> _WHAT YOU ARE ASKED TO DO_: Nothing should appear in the answer except the lines from the one containing "Reviewer note: every instance of the distant" through the end of the records below, written out exactly.

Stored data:
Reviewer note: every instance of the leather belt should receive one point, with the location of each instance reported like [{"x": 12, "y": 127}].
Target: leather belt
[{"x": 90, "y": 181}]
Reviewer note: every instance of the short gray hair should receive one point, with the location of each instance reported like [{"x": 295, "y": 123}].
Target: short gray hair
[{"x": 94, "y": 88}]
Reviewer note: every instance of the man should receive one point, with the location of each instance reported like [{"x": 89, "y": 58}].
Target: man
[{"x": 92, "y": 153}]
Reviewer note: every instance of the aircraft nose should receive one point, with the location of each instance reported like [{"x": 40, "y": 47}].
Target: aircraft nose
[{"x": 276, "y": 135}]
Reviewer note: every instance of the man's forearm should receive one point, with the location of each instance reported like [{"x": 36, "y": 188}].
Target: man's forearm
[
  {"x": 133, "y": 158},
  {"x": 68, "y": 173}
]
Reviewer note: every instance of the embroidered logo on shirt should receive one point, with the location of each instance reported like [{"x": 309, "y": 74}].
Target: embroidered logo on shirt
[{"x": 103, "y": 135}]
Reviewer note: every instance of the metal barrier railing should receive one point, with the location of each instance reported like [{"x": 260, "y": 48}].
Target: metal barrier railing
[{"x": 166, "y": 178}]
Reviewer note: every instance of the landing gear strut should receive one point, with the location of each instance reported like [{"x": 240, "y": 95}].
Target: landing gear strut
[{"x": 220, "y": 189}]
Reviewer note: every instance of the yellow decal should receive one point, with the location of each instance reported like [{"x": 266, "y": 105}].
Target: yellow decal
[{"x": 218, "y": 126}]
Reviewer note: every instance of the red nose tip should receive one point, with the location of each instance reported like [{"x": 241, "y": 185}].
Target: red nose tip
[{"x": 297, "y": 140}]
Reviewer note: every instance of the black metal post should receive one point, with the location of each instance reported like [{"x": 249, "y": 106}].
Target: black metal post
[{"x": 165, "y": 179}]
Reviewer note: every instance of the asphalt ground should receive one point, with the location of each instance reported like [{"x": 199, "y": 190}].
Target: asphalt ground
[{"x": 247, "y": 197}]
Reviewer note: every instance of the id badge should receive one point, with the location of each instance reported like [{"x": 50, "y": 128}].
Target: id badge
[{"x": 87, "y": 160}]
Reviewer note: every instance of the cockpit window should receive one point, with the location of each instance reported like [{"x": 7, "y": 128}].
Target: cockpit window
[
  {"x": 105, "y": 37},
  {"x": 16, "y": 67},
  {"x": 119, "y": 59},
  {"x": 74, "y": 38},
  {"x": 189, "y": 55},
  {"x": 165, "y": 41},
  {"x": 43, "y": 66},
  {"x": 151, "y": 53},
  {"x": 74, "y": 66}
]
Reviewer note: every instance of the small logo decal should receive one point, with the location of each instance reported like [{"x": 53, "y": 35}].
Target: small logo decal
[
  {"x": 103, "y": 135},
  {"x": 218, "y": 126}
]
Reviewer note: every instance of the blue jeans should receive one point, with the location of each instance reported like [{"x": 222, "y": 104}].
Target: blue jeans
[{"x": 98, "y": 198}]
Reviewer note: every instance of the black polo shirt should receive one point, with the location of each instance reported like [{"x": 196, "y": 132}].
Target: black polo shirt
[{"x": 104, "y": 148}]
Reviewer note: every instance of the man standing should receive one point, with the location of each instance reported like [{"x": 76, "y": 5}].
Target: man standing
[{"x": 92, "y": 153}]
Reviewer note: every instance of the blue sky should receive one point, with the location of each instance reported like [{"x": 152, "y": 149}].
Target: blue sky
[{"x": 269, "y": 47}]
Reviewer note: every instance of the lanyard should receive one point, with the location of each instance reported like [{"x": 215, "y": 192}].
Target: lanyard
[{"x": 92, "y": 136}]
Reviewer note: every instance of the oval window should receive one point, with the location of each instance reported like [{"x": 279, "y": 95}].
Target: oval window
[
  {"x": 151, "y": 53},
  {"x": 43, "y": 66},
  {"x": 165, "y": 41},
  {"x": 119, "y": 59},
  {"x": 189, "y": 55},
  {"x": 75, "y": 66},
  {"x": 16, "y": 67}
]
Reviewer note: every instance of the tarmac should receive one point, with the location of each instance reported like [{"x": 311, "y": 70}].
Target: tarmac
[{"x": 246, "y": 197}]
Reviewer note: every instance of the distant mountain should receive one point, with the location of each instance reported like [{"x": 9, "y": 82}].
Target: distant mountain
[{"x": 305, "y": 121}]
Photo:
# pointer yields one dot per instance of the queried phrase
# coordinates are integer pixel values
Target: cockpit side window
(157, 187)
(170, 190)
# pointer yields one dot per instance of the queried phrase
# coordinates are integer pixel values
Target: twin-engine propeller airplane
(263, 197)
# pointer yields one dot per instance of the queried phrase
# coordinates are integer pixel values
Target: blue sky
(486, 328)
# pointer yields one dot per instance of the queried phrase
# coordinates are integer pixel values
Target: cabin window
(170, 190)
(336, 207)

> _RESPONSE BELOW_:
Reviewer note: every instance of the distant mountain should receive one point, with the location of each instance reported like [{"x": 9, "y": 82}].
Target: distant mountain
[{"x": 305, "y": 121}]
Photo:
# pointer yields one dot per instance of the queried phrase
# coordinates are integer pixel values
Target: cockpit side window
(157, 187)
(170, 190)
# pointer yields one dot per instance of the queried phrase
# coordinates are integer pixel values
Target: twin-engine propeller airplane
(263, 197)
# pointer yields one dot per instance of the queried phrase
# coordinates are integer pixel values
Target: blue sky
(486, 328)
# pointer yields one dot per instance of the queried phrase
# coordinates are integer pixel values
Target: cabin window
(170, 190)
(336, 207)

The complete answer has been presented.